TASK DESCRIPTION: Repeat the lines from the one containing "Could you identify the tall" through the last line of the data, exactly, pictures omitted.

TASK INPUT:

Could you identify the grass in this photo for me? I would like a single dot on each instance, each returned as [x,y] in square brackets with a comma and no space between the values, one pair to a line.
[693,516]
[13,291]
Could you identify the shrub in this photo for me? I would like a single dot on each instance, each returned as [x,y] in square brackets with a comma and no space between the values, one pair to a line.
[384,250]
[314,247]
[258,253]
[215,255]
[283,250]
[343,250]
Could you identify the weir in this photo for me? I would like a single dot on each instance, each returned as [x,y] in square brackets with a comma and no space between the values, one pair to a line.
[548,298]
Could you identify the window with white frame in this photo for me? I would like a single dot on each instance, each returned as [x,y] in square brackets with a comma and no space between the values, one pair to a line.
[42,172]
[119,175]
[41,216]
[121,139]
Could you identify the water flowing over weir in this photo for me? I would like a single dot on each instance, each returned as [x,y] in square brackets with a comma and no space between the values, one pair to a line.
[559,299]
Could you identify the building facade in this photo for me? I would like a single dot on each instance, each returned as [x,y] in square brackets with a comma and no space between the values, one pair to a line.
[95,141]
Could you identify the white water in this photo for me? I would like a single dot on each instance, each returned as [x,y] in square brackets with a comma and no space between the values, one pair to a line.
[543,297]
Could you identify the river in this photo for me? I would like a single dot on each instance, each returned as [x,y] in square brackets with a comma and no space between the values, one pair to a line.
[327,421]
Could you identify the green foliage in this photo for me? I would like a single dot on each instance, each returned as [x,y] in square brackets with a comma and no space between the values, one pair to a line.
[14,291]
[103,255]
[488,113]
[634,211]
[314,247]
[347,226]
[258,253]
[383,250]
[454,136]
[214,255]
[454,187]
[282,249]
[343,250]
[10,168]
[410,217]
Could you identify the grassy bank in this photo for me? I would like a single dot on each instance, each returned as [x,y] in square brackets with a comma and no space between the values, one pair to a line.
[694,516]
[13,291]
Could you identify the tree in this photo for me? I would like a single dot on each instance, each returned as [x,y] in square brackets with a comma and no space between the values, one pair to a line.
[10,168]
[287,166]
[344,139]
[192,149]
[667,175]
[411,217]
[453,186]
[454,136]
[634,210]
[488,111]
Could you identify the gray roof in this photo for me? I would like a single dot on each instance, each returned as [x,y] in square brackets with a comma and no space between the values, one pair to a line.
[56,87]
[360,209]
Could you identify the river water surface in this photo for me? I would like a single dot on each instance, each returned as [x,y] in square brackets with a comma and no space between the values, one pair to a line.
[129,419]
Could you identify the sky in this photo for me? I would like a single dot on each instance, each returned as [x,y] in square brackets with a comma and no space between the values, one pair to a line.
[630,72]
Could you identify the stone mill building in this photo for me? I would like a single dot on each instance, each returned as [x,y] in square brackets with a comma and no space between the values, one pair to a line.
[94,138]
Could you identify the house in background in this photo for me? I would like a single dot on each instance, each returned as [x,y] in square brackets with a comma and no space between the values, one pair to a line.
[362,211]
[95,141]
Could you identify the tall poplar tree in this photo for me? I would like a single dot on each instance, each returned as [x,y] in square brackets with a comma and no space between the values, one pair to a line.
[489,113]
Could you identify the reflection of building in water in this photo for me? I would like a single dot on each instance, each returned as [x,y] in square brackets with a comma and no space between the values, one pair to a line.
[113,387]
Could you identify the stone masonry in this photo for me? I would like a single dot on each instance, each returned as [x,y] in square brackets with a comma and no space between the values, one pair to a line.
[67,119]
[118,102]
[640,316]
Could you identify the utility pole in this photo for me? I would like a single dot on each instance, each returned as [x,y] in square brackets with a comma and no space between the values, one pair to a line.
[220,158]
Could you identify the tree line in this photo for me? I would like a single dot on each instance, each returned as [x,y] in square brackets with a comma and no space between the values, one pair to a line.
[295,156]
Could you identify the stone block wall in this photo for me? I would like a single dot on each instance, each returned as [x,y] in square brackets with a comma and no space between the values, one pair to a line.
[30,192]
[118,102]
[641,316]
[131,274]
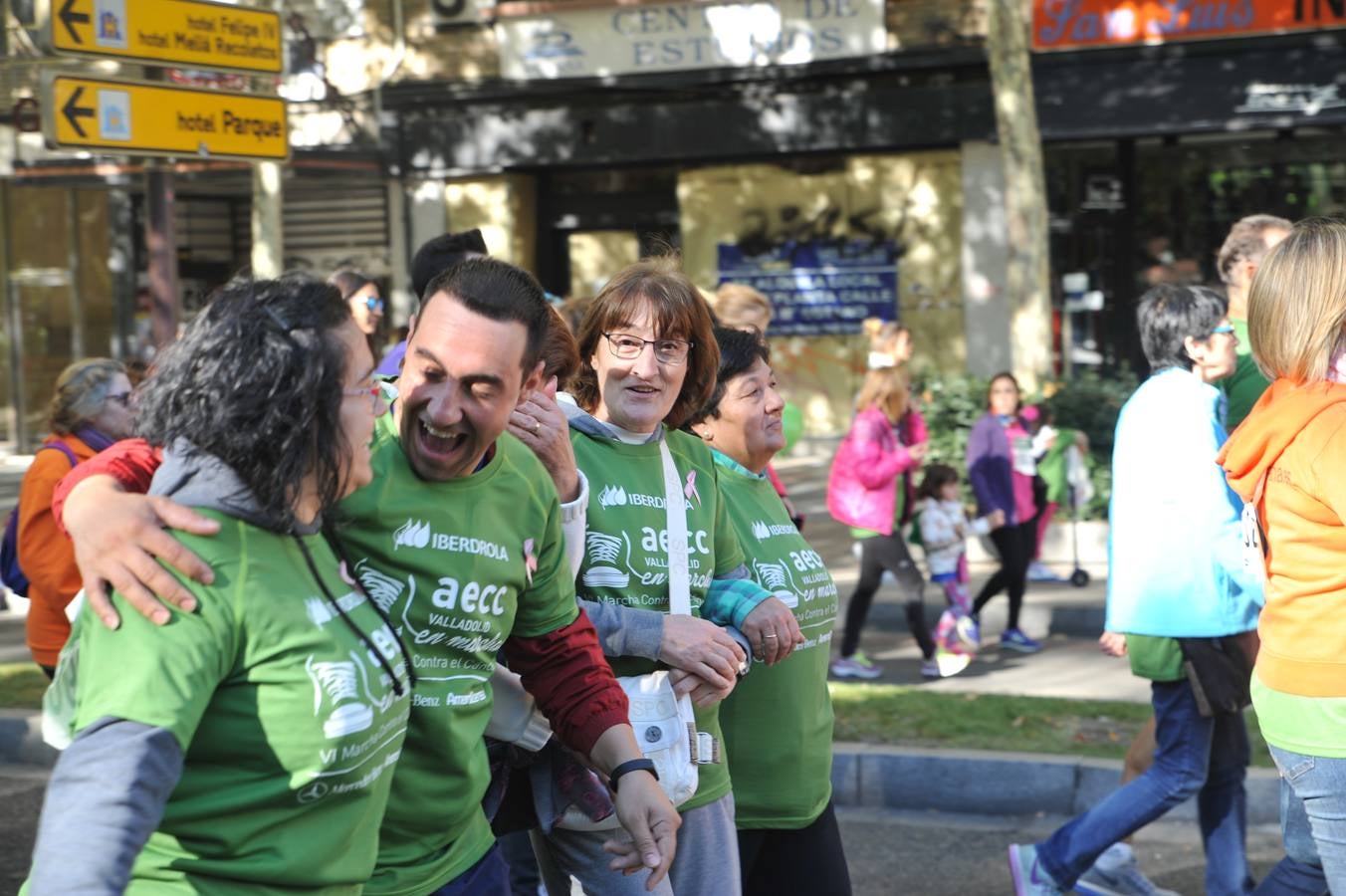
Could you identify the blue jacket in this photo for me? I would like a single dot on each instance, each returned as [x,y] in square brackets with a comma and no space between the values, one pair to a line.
[1175,541]
[991,468]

REPLY TO THE TASK:
Could you identify the tall poplar tree in this photo for me? I would like a single dot on each instance, each returned as [x,y] in square brackets with a comma and no space between the values, one pair to a line.
[489,113]
Could you identify the reflection of building in water in this photo for me? I would like a single dot on each instance, each returned as [x,y] in square brackets with a comma and no space between the values, one pair to a line.
[113,387]
Could you identify the stone masonry in this photo for me? I would like a single dot on each instance, each returned as [x,y] in square brackets with a comma and no space between the values, one pair to a line.
[67,119]
[118,102]
[640,316]
Could you identify the utility pole in this photo for me? I would like a single dot on each instance, each returned as [x,y] in square brackets with a comma and no space between the values, one pair to a line.
[220,158]
Could you identify the tree line in this photo for me? I would like a single dot on each instance, each returned as [x,y] in square brackets with a comma and no space between the values, one pair to a line.
[295,156]
Could you identify the stone block wall in this photo for me? I would like a single dot on each instance, each returned as [x,y] in square brackets with a comma and no space between the values, one pair to a line.
[30,192]
[118,102]
[641,316]
[131,274]
Could you identify the blue jacket in this photo for me? I would like a single dot on each instance, each returned as [x,y] in square brackets with a comma and no space between the values, one pair to a line.
[1175,541]
[991,468]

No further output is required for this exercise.